Introsort algorithm in .NET 4.5 – internal implementation details

Even though introspective sort was invented in 1997 (by David Musser) and was taken on  by many frameworks no too long after, Microsoft decided to add it to the .NET platform only in 2012. However, it worth having a look at the implementation, it’s quite smartly written.

Introsort

Currently the fastest sorting algorithm is quicksort but it’s got a couple of edge cases when it performs really poorly – in O(n^2) time instead of the O(n*log(n)) typical runtime. Even though a smart pivot selection makes it practically impossible to have an O(n^2) runtime, “evil” input can force the sorting to fall into this, making the running time much longer than expected.

Musser had two ideas to speed up the typical quicksort algorithm:

  • If the algorithm on any sub-array runs longer than expected (recursion is deeper than log(array size)) then let’s switch to heapsort which is guaranteed to finish in O(n*log(n)) time
  • If the number of elements is small enough don’t use quicksort, simply do an insertion sort which is faster on small data sets 

These two optimizations allow introsort to outperform the “dumb” quicksort implementation on most arrays (even ~200 times on artificial “evil” arrays consisting of 100.000 elements).

Microsoft implementation

Interestingly Microsoft decided not to use the fully optimized introsort in every case: the framework checks the current runtime version which has to be at least .NET 4.5 desktop (full). This means that for some reason on mobile devices and older platforms the framework will use a “limited depth quicksort” but will not optimize the sorting of small arrays. My guess is that Microsoft wanted to show a huge performance gain with 4.5 but from engineering perspective it’s a bit hard to sell.

Let’s have a look at the pseudo code of the fully optimized implementation:

Introsort()
{
    while(subarray)
    {
        if (length <= 16)
        {
            if (length == 1)
            {
                already sorted, return
            }
            if (length == 2)
            {
                SwapIfGreater left, right then return
            }
            if (length == 3)
            {
                SwapIfGreater left, middle
                SwapIfGreater left, right
                SwapIfGreater middle, right
                return
            }
            InsertionSort(subarray)
            return
        }
        else
        {
            if (depthLimit == 0)
            {
                Heapsort(subarray)
                return
            }
            depthLimit--;
            pivot = QuickSortPartition(subarray)
            recurse IntroSort(right of pivot)

__Data extract__
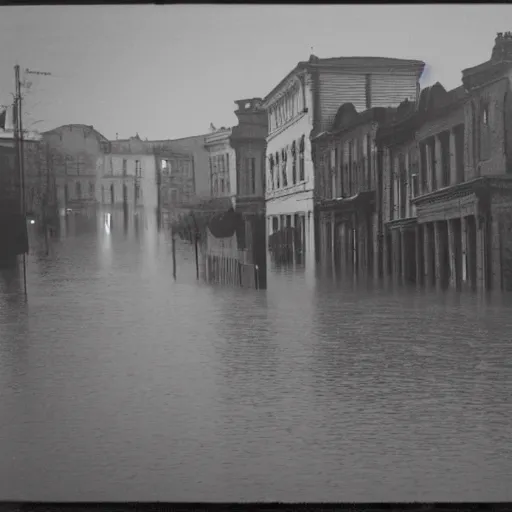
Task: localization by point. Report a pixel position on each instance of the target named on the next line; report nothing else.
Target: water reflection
(119, 383)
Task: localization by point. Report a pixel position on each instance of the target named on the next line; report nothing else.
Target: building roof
(350, 63)
(100, 136)
(347, 118)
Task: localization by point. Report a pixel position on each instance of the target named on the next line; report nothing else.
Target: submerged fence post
(197, 254)
(173, 240)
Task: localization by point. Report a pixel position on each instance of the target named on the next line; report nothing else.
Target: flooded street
(119, 383)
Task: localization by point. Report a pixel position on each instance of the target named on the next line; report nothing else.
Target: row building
(421, 192)
(305, 104)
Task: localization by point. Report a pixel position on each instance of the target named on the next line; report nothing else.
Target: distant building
(304, 104)
(128, 176)
(78, 151)
(248, 140)
(347, 179)
(447, 182)
(175, 181)
(195, 146)
(39, 171)
(221, 162)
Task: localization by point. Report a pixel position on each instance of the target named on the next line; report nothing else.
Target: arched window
(284, 154)
(302, 144)
(278, 181)
(271, 171)
(294, 162)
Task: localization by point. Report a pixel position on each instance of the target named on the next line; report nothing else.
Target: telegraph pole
(21, 160)
(19, 136)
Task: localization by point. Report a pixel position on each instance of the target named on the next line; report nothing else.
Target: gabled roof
(351, 63)
(347, 118)
(101, 137)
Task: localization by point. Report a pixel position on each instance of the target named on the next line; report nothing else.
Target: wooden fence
(231, 271)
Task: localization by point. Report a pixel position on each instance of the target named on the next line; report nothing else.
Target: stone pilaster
(333, 238)
(480, 255)
(395, 254)
(427, 255)
(438, 247)
(438, 167)
(495, 252)
(419, 255)
(452, 254)
(464, 252)
(376, 246)
(403, 256)
(385, 261)
(453, 160)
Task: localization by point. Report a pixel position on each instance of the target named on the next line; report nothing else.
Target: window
(340, 191)
(433, 163)
(459, 153)
(351, 187)
(485, 114)
(252, 174)
(294, 163)
(278, 172)
(391, 184)
(80, 164)
(485, 132)
(423, 168)
(413, 173)
(301, 158)
(271, 169)
(402, 185)
(444, 140)
(284, 155)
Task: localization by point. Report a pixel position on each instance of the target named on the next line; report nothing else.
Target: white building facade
(222, 162)
(304, 104)
(128, 177)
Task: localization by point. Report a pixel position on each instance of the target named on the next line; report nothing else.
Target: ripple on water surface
(119, 383)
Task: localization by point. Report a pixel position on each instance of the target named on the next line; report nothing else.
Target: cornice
(296, 78)
(285, 126)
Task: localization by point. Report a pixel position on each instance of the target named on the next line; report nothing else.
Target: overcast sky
(168, 71)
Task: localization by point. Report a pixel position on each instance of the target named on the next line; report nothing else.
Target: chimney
(502, 47)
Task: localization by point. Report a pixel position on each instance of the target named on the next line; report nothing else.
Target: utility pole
(21, 161)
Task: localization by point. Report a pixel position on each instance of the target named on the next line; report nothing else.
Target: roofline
(321, 63)
(91, 127)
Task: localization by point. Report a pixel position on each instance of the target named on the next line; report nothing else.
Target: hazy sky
(168, 71)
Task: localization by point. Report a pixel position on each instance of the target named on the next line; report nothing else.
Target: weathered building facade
(222, 163)
(195, 146)
(128, 178)
(78, 160)
(454, 170)
(303, 105)
(248, 139)
(347, 178)
(175, 181)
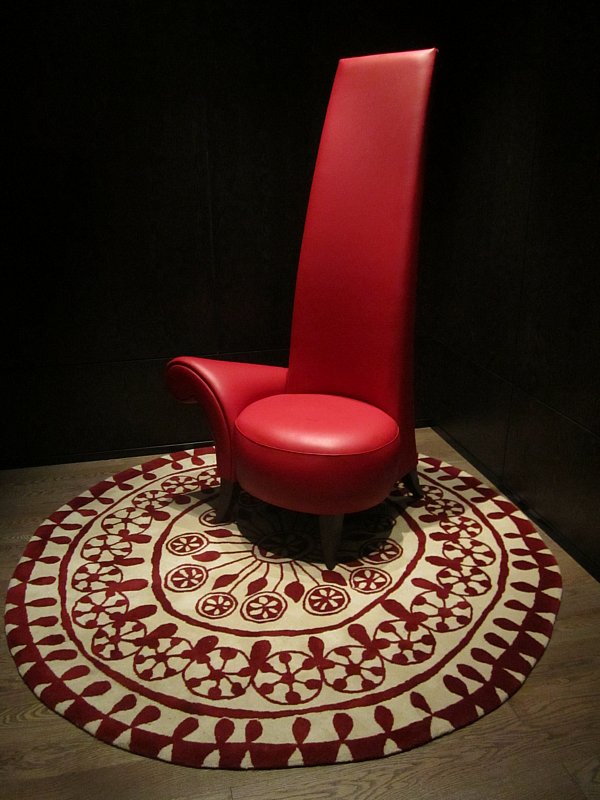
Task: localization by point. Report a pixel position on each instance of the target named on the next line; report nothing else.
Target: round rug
(139, 619)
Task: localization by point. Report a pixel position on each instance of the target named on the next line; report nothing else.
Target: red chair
(332, 433)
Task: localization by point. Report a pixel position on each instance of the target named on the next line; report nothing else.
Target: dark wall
(511, 293)
(158, 181)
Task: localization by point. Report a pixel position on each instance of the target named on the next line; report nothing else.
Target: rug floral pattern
(140, 619)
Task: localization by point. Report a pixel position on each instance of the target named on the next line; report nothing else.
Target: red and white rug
(136, 617)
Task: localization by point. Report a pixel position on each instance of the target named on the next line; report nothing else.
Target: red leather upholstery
(331, 434)
(321, 454)
(222, 389)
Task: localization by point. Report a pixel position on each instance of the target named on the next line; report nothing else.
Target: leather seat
(332, 433)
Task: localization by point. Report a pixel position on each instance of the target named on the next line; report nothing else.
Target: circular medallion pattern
(139, 618)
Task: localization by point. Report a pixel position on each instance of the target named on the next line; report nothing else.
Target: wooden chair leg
(226, 500)
(330, 528)
(411, 481)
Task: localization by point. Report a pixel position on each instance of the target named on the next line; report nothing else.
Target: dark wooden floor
(543, 744)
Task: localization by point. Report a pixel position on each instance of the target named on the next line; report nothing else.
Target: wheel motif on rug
(136, 616)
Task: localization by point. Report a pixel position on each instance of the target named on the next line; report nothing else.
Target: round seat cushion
(321, 454)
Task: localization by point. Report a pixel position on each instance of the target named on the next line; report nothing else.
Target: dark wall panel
(553, 466)
(510, 290)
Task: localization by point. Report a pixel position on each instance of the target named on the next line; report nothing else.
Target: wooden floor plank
(543, 743)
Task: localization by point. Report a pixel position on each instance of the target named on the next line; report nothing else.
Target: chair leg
(411, 481)
(330, 528)
(226, 500)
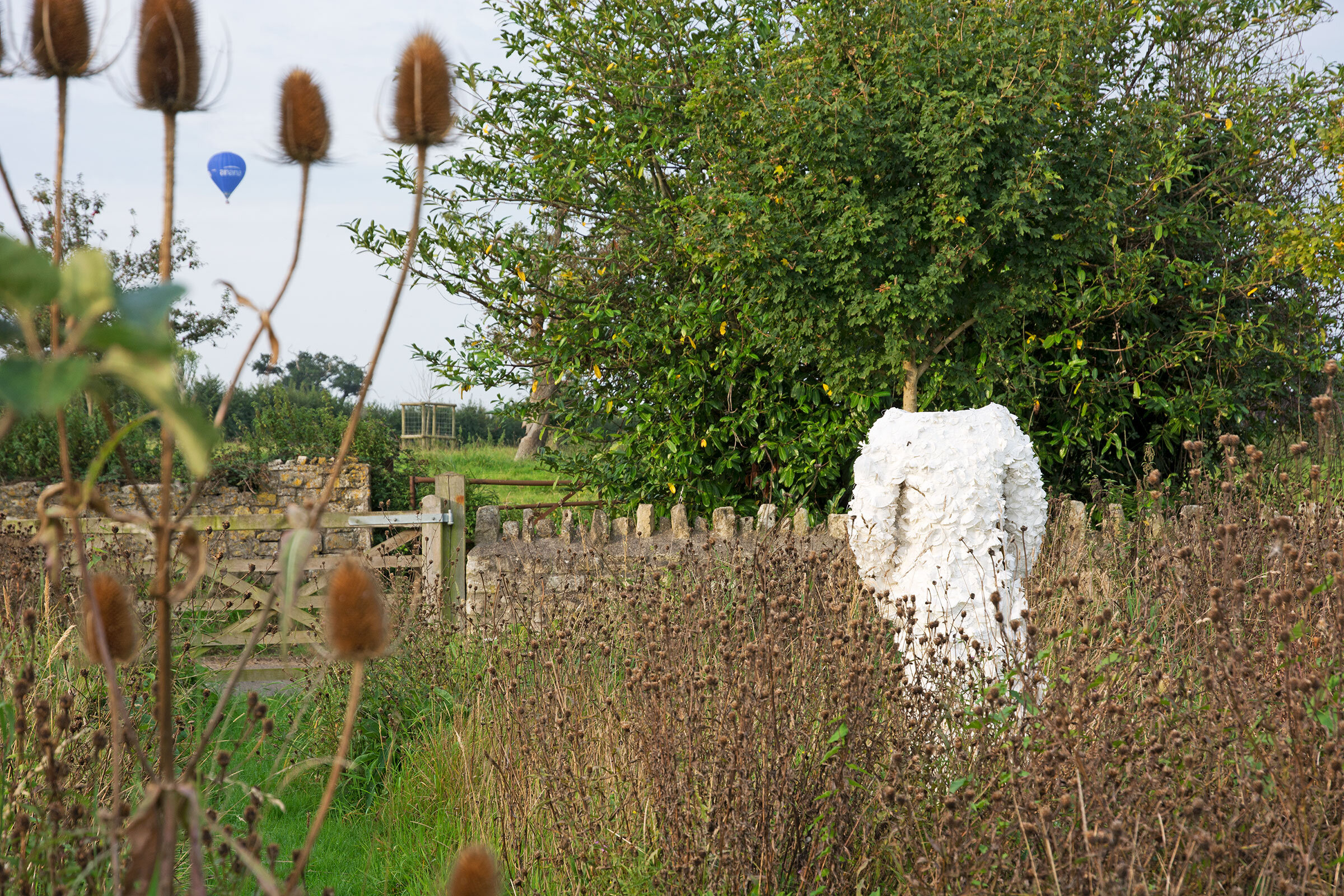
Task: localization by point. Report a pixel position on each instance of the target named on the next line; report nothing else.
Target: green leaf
(27, 278)
(86, 288)
(30, 386)
(156, 381)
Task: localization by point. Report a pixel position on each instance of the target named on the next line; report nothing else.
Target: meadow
(741, 723)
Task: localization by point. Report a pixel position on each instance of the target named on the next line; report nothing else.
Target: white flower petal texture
(948, 508)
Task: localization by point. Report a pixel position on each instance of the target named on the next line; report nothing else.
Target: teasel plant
(422, 117)
(111, 335)
(4, 174)
(61, 49)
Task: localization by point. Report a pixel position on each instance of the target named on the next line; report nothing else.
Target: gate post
(433, 548)
(452, 489)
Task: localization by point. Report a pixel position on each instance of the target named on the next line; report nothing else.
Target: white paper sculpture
(948, 508)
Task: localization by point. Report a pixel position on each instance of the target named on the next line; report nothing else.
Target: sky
(338, 298)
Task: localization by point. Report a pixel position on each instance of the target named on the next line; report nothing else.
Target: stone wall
(288, 483)
(516, 567)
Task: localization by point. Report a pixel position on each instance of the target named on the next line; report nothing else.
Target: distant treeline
(265, 422)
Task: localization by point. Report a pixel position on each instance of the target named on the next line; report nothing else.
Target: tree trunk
(911, 398)
(533, 438)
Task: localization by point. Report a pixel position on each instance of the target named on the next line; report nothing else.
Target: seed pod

__Instruction 1__
Return every line of the entries that contains the string "distant", treating uppercase and lowercase letters as distinct.
__Instruction 2__
Write the next part of the piece on the .NET introsort implementation, picking up right after its final line.

__Task result 1__
Target: distant building
Target: distant treeline

__Task result 2__
            Set subarray to left of pivot
        }
    }
}

There is a couple of interesting parts to look at. The first is the way the algorithm sorts the 2 and 3 size arrays. The 2 is pretty trivial (swap is not in order), but the 3 is bit more hidden. The first list makes sure that [0] <= [1] holds. The second makes sure [0] <= [2] is true while the third makes sure [1] <= [2] holds as well, ultimately sorting the array.

The other key thing is the way the recursion is implemented. Unlike the textbook based implementations which use recurse(left), recurse(right), this uses a single recursion. The reason is that before it recurses to the left side, it makes sure the sub array is still larger than 16 elements by letting the upper part of the code run on it again. Please note that this is not a tail recursion because there is still executable code after the recursion so the compiler cannot optimize it.

Heapsort

Finally it’s really worth to have a look at the heapsort implementation as it’s beautifully written:

Heapsort()
{
    for middle down to 1
    {
        DownHeap element
    }

    for end down to 0
    {
        Swap first element with current
        DownHeap fist element
    }
}

DownHeap()
{
    while
    {
        int parentPos = elementPos * 2
        if arr[parentPos + 1] > arr[parentPos]
        {
            parentPos = parentPos + 1
        }

        if arr[parentPos] > element
        {
            break
        }
        Swap arr[elementPos], arr[parentPos]
        elementPos = parentPos
    }
    arr[parentPos] = element
}


The DownHeap is a standard heap correcting implementation, pushing the newly inserted item down as long as its parent node is larger than itself – as a side effect, it will build a max heap, meaning the first element in the array will be the largest element and its children are always smaller or equal to itself ([0] >= [1], [0] >= [2] but there is no known between [1] and [2]).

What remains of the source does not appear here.